### What is expected
What do the lines from the one containing "Q: For every instance of the ocean" through the end of the entries say? Quote them exactly, and only them.

**** Records

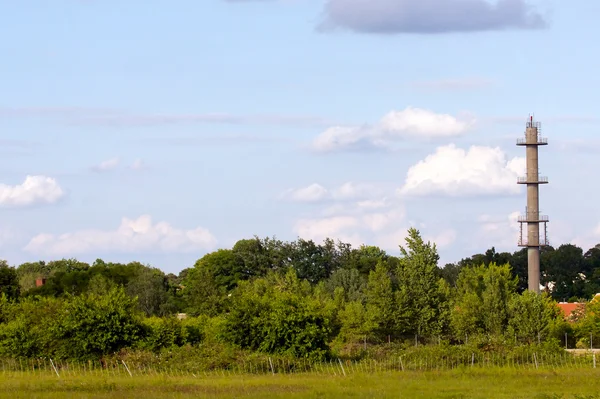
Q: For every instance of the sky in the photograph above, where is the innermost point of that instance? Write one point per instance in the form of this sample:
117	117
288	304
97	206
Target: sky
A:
158	131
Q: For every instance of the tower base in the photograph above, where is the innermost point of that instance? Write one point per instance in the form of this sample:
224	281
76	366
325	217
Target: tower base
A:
533	269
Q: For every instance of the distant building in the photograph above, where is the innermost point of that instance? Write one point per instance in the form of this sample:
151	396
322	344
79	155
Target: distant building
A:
572	311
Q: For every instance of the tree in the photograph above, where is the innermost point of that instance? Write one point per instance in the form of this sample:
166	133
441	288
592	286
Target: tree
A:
149	286
90	326
226	267
201	294
279	314
480	304
351	281
532	316
381	302
418	286
564	271
9	282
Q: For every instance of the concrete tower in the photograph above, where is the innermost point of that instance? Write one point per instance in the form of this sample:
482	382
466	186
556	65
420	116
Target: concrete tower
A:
532	218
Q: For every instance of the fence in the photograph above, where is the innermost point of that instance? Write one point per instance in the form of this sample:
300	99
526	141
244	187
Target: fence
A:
404	363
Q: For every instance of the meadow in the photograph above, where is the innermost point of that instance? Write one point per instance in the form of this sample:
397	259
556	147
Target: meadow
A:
567	377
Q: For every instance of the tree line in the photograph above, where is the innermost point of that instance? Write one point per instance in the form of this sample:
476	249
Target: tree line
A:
297	298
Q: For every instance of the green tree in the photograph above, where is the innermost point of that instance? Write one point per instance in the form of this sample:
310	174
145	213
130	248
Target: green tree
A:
149	286
201	294
90	326
418	285
381	302
564	269
481	299
532	316
279	314
351	281
9	281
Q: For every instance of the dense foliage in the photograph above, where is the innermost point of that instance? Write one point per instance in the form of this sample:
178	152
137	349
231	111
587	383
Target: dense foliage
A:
296	299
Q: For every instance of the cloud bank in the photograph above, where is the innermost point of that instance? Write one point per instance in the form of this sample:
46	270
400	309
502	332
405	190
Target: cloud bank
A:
347	191
456	172
410	123
35	190
429	16
132	236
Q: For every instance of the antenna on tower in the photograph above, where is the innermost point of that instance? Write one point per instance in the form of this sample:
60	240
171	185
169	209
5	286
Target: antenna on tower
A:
531	238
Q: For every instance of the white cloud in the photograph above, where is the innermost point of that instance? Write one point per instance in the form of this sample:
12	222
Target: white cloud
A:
314	192
468	83
501	232
34	190
395	125
337	227
132	236
317	193
444	238
138	164
452	171
106	165
423	123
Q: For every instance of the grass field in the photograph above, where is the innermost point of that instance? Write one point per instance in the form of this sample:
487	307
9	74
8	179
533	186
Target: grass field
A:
493	382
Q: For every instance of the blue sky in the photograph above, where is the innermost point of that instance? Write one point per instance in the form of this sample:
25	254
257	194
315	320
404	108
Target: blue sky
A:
154	131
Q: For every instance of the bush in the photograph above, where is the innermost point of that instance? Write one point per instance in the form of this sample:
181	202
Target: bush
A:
162	333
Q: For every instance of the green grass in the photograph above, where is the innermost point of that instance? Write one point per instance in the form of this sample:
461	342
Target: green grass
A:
485	383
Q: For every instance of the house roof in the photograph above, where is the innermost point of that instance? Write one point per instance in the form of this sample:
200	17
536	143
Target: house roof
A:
568	308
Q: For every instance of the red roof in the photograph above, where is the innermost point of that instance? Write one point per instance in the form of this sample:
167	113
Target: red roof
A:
568	308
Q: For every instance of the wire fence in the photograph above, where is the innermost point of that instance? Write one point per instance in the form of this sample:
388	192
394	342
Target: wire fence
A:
333	367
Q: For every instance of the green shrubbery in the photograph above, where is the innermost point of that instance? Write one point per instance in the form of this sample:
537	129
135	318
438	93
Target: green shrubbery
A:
287	301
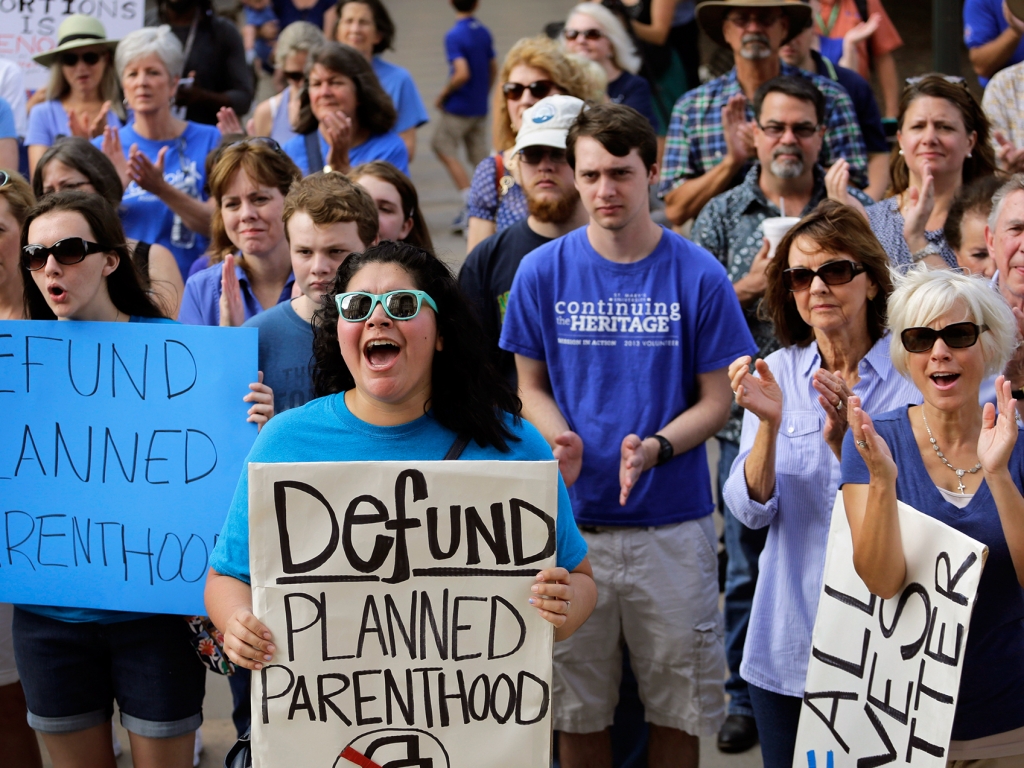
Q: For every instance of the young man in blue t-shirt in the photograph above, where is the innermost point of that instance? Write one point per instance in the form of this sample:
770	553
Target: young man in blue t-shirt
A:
463	103
623	332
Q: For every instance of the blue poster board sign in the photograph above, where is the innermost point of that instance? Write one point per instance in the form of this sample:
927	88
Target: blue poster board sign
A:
121	444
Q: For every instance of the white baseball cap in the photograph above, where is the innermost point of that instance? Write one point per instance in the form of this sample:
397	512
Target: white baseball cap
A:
547	123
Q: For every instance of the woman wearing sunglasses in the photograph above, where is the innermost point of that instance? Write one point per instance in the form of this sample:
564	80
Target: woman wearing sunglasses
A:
83	95
944	142
276	116
595	33
250	263
964	465
535	68
346	118
826	294
397	370
75	662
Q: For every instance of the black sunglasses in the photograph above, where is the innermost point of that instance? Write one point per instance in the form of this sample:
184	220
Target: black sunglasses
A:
585	34
68	251
540	89
834	273
71	58
954	336
537	155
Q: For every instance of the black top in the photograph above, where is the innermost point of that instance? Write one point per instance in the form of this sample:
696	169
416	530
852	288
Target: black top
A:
486	278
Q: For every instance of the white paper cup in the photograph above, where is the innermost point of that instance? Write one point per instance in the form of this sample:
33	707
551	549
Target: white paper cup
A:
774	229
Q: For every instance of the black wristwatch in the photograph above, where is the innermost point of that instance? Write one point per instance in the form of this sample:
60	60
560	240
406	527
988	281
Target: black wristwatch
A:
666	452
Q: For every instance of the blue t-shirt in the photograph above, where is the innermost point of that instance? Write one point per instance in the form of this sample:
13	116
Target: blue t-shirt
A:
624	344
145	216
470	40
983	22
991	689
325	430
634	91
201	300
48	122
286	348
398	84
387	146
99	615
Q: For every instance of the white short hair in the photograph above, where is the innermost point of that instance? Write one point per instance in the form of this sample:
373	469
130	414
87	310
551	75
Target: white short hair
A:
623	49
924	295
159	40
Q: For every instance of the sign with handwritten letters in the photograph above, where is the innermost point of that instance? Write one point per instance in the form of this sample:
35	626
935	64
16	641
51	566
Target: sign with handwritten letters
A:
397	596
121	444
29	28
883	677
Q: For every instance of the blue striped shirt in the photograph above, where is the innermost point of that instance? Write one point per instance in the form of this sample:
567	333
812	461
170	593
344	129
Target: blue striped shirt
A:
799	513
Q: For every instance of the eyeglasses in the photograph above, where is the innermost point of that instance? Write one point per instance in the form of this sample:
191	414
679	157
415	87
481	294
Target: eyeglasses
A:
356	306
954	336
71	58
800	130
540	89
834	273
591	35
537	155
68	251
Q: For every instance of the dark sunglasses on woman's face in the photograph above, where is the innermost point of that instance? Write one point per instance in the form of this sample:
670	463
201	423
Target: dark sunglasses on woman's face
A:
540	89
71	58
954	336
68	251
591	35
834	273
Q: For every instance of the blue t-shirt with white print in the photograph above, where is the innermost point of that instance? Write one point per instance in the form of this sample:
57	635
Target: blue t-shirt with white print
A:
624	344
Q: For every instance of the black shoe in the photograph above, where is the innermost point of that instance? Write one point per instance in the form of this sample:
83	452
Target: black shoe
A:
738	733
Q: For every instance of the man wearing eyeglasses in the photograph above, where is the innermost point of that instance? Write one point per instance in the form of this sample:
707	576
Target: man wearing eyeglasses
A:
554	210
710	145
787	137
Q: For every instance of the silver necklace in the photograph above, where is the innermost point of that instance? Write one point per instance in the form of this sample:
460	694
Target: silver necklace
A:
960	472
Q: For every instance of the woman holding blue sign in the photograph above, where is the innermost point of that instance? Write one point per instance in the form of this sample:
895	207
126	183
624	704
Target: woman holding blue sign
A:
964	465
74	663
398	370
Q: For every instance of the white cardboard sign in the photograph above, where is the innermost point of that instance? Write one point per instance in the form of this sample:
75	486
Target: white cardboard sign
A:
29	28
397	595
883	677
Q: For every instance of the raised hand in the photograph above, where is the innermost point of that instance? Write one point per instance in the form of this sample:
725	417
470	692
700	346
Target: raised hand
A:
568	453
871	448
760	394
998	431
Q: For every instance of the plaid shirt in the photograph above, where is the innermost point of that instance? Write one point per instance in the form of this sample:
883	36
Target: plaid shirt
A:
695	142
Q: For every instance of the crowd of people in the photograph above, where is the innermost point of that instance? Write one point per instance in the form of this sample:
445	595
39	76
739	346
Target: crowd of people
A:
844	314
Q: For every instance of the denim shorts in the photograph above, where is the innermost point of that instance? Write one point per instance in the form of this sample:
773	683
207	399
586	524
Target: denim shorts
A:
72	674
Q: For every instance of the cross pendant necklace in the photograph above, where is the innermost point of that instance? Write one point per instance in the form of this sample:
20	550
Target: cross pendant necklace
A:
960	472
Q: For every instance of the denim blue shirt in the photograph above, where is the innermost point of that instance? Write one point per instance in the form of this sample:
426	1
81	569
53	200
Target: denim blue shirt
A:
799	513
201	301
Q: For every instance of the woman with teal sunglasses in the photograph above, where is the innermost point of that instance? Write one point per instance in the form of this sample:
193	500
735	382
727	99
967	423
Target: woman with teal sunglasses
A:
400	374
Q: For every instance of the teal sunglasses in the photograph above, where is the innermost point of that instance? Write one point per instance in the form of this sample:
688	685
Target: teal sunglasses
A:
355	306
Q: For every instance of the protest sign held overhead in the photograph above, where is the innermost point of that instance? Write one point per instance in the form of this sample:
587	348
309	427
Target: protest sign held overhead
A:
397	596
884	675
121	444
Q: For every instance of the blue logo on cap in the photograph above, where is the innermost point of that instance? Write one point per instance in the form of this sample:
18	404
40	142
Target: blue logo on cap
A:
544	114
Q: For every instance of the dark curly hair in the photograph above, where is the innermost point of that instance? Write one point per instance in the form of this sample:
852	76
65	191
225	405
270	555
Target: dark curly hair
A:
374	110
468	394
124	284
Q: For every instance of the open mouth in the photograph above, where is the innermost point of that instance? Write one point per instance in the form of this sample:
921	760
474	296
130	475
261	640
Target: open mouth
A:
381	353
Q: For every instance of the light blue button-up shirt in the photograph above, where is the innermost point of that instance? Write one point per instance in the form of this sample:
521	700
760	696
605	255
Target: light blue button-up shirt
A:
799	513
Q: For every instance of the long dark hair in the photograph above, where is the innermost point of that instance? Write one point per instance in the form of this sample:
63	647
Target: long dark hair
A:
124	284
468	394
374	110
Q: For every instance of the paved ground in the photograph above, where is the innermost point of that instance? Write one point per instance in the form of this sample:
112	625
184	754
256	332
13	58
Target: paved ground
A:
421	28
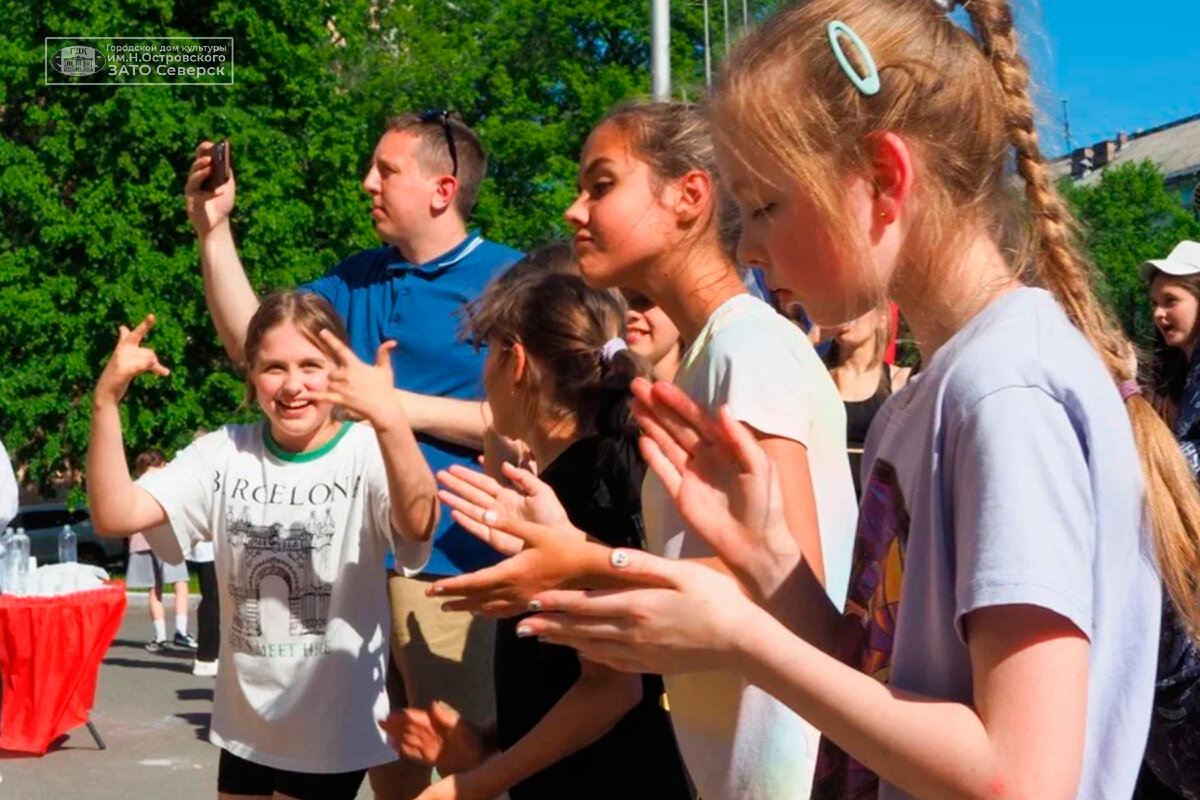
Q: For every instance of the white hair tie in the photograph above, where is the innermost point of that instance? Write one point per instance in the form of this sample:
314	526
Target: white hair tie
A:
611	348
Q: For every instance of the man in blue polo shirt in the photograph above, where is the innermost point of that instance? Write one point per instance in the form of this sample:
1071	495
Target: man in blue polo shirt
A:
424	180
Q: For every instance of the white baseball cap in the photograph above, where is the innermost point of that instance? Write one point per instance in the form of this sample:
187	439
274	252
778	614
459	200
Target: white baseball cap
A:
1185	259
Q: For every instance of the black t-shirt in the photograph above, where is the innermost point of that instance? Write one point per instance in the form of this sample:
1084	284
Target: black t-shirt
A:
598	481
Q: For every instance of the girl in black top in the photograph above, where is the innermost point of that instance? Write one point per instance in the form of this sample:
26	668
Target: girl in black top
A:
864	382
557	377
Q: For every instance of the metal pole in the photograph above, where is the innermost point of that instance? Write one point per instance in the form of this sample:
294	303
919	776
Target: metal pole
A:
660	48
1066	125
726	26
708	52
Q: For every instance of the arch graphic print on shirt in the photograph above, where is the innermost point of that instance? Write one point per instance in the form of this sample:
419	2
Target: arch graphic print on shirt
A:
298	555
874	602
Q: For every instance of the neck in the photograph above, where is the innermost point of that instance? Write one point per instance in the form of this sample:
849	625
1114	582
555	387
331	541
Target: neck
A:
861	359
442	235
549	439
940	299
667	365
310	441
691	286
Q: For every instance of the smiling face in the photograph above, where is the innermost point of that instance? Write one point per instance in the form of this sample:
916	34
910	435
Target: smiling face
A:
288	368
649	332
621	220
401	192
1175	307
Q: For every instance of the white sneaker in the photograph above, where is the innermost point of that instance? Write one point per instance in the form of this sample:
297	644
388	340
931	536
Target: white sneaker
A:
204	668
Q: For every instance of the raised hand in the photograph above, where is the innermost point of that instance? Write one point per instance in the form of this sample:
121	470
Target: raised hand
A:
689	621
474	494
364	390
208	210
439	737
129	361
723	482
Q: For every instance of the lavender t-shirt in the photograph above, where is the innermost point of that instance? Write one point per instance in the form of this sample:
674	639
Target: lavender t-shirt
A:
1006	473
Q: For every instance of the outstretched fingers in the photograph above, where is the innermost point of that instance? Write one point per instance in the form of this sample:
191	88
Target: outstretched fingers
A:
474	487
139	332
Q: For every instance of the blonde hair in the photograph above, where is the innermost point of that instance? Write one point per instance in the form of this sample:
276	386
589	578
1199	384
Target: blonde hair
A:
963	104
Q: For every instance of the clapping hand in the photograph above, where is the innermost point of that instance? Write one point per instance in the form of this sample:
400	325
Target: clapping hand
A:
723	482
474	494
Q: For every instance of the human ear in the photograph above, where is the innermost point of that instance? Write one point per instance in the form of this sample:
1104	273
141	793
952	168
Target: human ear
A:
520	362
694	196
892	175
444	192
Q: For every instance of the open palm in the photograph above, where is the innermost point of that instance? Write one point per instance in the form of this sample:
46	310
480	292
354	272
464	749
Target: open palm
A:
723	482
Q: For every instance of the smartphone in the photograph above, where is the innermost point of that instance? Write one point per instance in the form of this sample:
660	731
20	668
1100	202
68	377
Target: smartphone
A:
220	174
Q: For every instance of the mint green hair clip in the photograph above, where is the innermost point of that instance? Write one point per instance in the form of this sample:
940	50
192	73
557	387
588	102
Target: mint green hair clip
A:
869	83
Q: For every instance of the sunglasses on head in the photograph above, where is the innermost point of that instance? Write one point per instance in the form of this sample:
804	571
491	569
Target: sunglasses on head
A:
442	118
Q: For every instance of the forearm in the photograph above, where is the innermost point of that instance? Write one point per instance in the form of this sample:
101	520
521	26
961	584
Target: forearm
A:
113	499
588	710
457	421
930	749
411	485
231	299
802	605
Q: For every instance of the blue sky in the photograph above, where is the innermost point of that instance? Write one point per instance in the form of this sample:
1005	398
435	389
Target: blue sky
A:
1123	66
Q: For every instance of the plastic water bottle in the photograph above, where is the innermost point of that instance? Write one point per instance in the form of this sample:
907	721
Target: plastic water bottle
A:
21	547
5	541
67	549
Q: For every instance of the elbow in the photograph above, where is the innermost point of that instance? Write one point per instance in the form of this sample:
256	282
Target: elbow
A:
1012	786
103	527
418	522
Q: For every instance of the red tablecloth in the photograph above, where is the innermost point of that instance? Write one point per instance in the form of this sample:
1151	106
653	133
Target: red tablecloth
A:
51	649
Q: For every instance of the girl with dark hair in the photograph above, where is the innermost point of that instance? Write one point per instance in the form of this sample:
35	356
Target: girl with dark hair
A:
557	378
863	378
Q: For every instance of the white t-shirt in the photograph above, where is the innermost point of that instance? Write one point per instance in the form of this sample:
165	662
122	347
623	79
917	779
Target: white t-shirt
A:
738	741
305	620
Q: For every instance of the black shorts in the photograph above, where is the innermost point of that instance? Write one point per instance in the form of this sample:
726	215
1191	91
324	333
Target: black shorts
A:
238	776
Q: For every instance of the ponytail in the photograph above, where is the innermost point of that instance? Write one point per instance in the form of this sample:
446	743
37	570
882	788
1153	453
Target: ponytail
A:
1171	495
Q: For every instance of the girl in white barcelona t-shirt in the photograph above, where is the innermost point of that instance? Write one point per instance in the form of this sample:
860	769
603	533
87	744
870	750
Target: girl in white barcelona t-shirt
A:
301	509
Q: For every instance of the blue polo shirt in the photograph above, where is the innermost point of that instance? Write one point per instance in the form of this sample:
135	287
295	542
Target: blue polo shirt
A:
382	296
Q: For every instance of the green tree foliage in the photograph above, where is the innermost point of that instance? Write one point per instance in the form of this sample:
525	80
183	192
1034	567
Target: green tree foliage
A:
1127	218
93	232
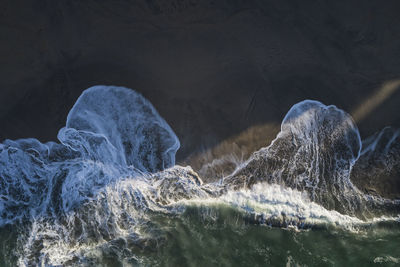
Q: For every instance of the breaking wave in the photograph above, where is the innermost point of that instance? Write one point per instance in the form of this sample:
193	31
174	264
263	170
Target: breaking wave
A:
113	172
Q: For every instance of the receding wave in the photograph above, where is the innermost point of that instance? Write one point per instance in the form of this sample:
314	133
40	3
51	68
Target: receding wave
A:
103	187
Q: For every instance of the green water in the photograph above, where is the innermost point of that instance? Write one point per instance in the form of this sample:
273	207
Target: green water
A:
222	236
228	240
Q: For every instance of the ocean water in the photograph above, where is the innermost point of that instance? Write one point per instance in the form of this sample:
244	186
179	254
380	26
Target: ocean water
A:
108	193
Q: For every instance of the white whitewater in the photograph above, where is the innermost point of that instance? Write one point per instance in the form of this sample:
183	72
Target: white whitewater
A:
115	167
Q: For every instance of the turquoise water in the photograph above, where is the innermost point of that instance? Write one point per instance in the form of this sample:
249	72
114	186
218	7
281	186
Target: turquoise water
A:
223	236
108	193
193	240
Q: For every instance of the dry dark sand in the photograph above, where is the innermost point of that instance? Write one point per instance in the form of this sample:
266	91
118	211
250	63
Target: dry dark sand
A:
217	71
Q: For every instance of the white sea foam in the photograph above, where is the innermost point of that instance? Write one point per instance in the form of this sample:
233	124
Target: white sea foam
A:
115	166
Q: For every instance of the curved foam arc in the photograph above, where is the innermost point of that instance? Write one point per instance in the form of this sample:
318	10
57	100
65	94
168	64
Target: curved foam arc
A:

********

### Answer to the problem
Q: For every instance of the ocean water in the photograph above, where is the innermost point of that instance? Write one point per instance in the form of this sample:
244	186
179	254
380	26
Target: ocean water
A:
108	193
Q: For every instance of the white whitewater in the photograph above, where is the innermost point of that instance? Write one point per instance in the form of this sample:
183	72
Target: white whitewater
A:
115	167
Q: For every instance of the turquoise water in the photograph above, where is the innermost point of that instance? Write one point per instance in the form of this sample:
249	72
114	186
218	7
281	186
Target: turquoise water
A:
223	236
108	193
193	240
Q: For every instance of the dry dark sand in the photograph above, where is the innermost point of that instance? Write one point per instance in the form of this sample:
266	91
118	211
250	63
Target: dry dark sand
A:
217	71
Q: For every instance of the white sea foam in the photograph above, where is the innermost point of that instance? Write one point per instance in the form of this sample:
233	124
Target: white sea foam
A:
115	166
Q: For every instance of the curved foam arc in the photograph above, where is the innermost point of that instance? Write one point per instance in the form of this sample:
318	10
57	100
65	94
168	64
Target: curved foam arc
A:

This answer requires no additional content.